### Job
Return the text on Meta Kaggle Code below in full, word for word.

### Extract
::::
Meta Kaggle Code is an extension to our popular Meta Kaggle dataset. This extension contains all the raw source code from hundreds of thousands of public, Apache 2.0 licensed Python and R notebooks versions on Kaggle used to analyze Datasets, make submissions to Competitions, and more. This represents nearly a decade of data spanning a period of tremendous evolution in the ways ML work is done.

Why we’re releasing this dataset

By collecting all of this code created by Kaggle’s community in one dataset, we hope to make it easier for the world to research and share insights about trends in our industry. With the growing significance of AI-assisted development, we expect this data can also be used to fine-tune models for ML-specific code generation tasks.

Meta Kaggle for Code is also a continuation of our commitment to open data and research. This new dataset is a companion to Meta Kaggle which we originally released in 2016. On top of Meta Kaggle, our community has shared nearly 1,000 public code examples. Research papers written using Meta Kaggle have examined how data scientists collaboratively solve problems, analyzed overfitting in machine learning competitions, compared discussions between Kaggle and Stack Overflow communities, and more.
::::
### Extracted data
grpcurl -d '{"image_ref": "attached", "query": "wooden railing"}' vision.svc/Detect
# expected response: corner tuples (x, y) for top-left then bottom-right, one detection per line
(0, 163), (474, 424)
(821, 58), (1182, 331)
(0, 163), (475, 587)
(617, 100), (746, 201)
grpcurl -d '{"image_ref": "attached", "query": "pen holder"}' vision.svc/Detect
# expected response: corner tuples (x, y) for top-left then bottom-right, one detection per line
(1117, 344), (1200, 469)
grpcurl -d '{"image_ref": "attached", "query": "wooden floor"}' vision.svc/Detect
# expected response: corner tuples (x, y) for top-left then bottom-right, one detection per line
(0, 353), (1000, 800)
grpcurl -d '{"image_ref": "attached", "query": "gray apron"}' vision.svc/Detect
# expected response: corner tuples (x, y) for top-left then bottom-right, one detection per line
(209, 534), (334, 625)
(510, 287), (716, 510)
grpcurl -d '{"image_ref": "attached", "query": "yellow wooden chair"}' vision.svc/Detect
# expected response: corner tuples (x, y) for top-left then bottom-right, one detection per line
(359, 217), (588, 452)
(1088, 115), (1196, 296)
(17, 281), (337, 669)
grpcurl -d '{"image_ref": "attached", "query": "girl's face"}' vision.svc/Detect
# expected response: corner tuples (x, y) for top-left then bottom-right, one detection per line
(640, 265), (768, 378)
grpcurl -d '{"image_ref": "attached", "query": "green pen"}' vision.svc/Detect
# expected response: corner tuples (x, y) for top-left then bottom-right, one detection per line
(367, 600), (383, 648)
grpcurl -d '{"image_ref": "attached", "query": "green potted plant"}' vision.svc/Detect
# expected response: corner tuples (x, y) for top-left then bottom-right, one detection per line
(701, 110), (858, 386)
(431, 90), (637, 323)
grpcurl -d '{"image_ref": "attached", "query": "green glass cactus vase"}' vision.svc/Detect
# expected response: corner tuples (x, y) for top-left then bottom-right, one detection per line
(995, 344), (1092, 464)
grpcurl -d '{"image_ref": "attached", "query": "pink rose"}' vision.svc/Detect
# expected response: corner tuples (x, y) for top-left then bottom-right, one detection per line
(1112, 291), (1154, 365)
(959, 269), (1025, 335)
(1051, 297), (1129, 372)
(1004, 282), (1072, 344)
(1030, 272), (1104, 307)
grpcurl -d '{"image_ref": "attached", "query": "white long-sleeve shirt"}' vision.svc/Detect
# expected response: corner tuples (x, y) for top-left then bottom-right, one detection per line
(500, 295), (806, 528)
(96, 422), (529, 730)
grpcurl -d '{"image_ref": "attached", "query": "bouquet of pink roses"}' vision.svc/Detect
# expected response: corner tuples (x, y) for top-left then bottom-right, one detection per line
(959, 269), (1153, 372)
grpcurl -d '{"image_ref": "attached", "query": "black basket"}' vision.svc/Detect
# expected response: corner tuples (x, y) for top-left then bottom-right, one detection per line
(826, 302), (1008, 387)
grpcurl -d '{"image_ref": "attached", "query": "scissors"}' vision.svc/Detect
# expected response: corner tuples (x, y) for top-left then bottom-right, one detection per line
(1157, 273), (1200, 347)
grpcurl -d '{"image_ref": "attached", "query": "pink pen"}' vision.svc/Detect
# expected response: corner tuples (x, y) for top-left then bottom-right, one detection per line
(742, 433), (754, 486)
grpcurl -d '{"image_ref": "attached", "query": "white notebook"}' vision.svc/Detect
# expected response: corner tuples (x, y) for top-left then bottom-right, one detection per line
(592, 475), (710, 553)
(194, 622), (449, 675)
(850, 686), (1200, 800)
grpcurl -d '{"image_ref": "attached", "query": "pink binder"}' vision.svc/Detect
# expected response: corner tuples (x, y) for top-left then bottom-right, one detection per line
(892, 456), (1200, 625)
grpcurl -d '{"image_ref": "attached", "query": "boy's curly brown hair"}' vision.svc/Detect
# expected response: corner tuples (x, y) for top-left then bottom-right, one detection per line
::::
### Result
Meta Kaggle Code is an extension to our popular Meta Kaggle dataset. This extension contains all the raw source code from hundreds of thousands of public, Apache 2.0 licensed Python and R notebooks versions on Kaggle used to analyze Datasets, make submissions to Competitions, and more. This represents nearly a decade of data spanning a period of tremendous evolution in the ways ML work is done.

Why we’re releasing this dataset

By collecting all of this code created by Kaggle’s community in one dataset, we hope to make it easier for the world to research and share insights about trends in our industry. With the growing significance of AI-assisted development, we expect this data can also be used to fine-tune models for ML-specific code generation tasks.

Meta Kaggle for Code is also a continuation of our commitment to open data and research. This new dataset is a companion to Meta Kaggle which we originally released in 2016. On top of Meta Kaggle, our community has shared nearly 1,000 public code examples. Research papers written using Meta Kaggle have examined how data scientists collaboratively solve problems, analyzed overfitting in machine learning competitions, compared discussions between Kaggle and Stack Overflow communities, and more.